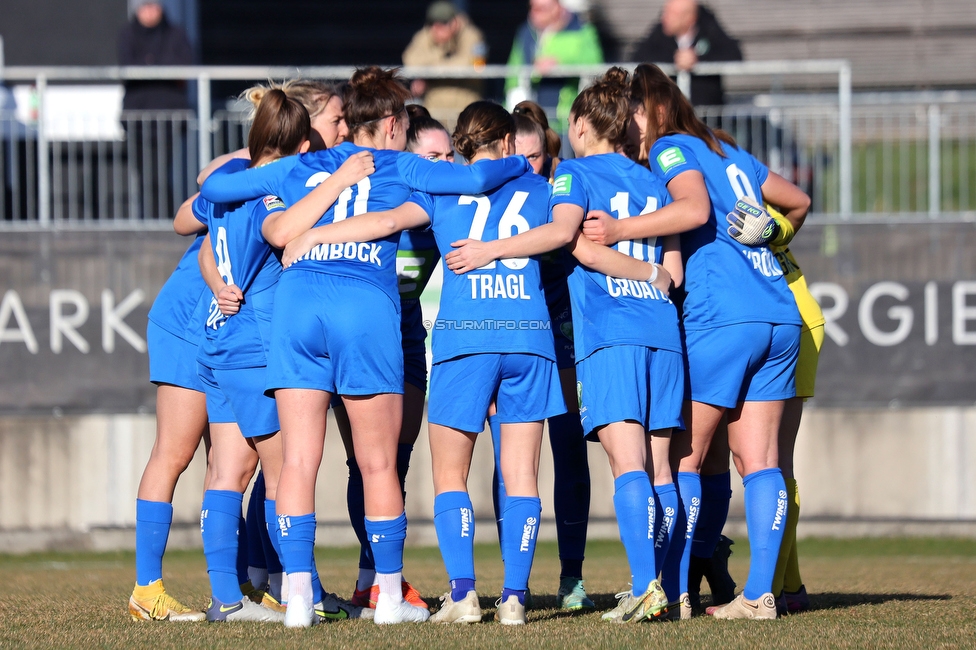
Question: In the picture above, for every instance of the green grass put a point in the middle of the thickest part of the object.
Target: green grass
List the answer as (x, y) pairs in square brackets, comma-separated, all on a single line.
[(879, 593)]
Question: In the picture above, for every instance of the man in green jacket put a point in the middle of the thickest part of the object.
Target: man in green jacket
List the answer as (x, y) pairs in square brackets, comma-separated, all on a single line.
[(553, 36)]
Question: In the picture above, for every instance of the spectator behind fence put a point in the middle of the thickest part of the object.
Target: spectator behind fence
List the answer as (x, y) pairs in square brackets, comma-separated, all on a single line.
[(686, 34), (448, 39), (552, 36), (150, 39), (159, 177)]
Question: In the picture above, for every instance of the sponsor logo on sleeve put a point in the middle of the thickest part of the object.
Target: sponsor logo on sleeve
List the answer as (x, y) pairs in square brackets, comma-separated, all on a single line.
[(273, 203), (562, 185), (670, 157)]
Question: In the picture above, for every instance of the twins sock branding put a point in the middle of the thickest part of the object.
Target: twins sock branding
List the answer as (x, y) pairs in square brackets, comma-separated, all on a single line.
[(528, 534), (662, 534), (781, 506), (650, 517), (692, 517)]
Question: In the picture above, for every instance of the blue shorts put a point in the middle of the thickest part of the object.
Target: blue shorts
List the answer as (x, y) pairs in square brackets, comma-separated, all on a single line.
[(237, 395), (414, 341), (336, 334), (631, 382), (561, 316), (525, 388), (745, 362), (172, 360)]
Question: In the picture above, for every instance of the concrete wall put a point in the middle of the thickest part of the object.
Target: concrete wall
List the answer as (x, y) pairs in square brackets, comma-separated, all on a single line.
[(71, 482)]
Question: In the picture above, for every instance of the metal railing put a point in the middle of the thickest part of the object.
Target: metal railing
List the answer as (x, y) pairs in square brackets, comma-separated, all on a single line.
[(852, 154)]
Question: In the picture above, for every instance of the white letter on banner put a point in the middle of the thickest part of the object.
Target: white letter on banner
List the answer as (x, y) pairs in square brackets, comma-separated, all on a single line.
[(961, 313), (11, 305), (903, 314), (832, 313), (931, 313), (65, 325), (112, 320)]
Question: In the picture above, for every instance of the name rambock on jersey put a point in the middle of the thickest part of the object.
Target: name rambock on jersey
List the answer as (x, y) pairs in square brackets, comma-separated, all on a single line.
[(606, 310), (500, 307)]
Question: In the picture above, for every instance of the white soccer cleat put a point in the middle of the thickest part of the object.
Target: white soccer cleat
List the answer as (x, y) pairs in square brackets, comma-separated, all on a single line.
[(762, 609), (511, 612), (466, 610), (300, 612), (389, 611)]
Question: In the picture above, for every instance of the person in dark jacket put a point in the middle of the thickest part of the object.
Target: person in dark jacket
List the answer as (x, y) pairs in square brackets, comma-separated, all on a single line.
[(150, 39), (159, 166), (686, 34)]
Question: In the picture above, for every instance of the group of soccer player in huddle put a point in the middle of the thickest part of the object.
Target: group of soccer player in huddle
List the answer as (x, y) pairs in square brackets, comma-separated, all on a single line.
[(640, 295)]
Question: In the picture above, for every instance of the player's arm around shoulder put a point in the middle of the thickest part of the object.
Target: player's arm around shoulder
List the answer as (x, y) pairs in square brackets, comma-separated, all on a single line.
[(360, 228)]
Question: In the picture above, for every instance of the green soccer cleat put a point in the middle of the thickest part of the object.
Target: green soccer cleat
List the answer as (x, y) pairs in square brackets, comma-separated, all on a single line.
[(572, 596)]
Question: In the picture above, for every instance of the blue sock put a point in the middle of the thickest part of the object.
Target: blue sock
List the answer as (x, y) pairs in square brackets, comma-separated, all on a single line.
[(272, 551), (716, 495), (497, 482), (255, 525), (633, 500), (520, 521), (242, 549), (386, 539), (219, 526), (666, 502), (674, 573), (460, 588), (571, 491), (318, 593), (357, 513), (153, 520), (403, 465), (454, 523), (766, 501), (689, 489), (297, 539)]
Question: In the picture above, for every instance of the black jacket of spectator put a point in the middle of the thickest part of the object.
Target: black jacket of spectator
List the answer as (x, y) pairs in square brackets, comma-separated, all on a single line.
[(164, 44), (711, 44)]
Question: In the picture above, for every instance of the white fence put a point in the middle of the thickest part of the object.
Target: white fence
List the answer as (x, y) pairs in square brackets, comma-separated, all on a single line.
[(71, 158)]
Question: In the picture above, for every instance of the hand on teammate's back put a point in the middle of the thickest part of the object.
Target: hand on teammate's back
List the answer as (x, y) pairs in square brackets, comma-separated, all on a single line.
[(468, 255), (356, 167), (600, 228), (229, 299), (663, 280)]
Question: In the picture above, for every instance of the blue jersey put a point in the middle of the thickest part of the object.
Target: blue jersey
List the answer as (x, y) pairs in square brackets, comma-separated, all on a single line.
[(726, 282), (397, 175), (246, 260), (499, 307), (181, 304), (609, 311)]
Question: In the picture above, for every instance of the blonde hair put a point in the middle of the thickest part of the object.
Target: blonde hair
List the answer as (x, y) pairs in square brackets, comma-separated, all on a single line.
[(313, 95)]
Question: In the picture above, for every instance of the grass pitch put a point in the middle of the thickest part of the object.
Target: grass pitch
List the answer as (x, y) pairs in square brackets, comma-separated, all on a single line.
[(881, 593)]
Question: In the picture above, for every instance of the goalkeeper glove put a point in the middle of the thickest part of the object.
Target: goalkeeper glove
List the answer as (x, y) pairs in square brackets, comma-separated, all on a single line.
[(786, 232), (751, 225)]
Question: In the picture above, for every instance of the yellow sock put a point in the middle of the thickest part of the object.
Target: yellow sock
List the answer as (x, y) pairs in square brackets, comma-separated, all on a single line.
[(791, 578), (788, 548)]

··········

Set apart and copy each line of the records that holds the word "shorts".

Question: In the picture above, for every instance of the blue shorts put a point in the middle of the thickest part of the object.
Target: blue shorts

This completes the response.